# Try it:
In the following listing, find the lines containing "foliage" and report them.

# Data under study:

= Beginning of Section =

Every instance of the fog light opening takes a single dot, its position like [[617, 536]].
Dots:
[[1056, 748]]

= End of Section =
= Beginning of Section =

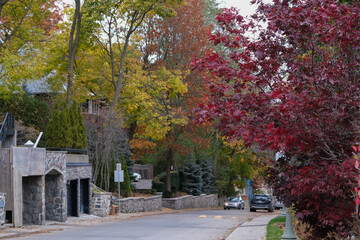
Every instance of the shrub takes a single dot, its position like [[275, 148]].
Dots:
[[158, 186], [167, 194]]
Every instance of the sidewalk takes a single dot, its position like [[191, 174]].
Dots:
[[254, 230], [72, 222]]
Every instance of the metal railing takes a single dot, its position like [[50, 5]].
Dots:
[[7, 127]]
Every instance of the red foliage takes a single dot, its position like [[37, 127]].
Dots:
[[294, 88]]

= End of Section =
= Beginning of Section =

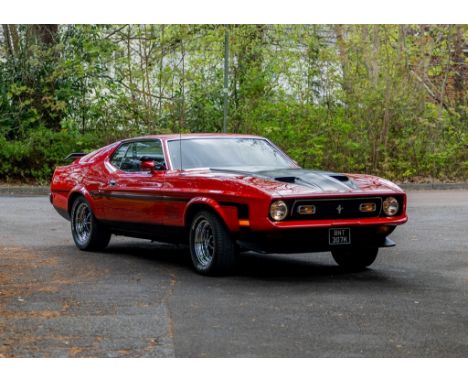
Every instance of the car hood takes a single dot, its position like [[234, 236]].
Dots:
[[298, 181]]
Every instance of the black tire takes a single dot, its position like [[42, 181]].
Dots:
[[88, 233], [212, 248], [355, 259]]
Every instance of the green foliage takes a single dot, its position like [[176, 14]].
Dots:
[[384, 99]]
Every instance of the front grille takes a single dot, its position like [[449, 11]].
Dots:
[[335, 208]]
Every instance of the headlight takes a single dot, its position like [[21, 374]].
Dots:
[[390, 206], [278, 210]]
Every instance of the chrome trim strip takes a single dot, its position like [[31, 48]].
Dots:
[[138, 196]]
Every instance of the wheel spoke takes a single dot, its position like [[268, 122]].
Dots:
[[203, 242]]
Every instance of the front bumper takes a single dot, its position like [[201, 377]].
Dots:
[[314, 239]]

= End of Section =

# Problem solution:
Every instance of the red foliage takes a single dot, its position like [[37, 127]].
Every instance of the green foliage takes a single dot, its position like [[176, 14]].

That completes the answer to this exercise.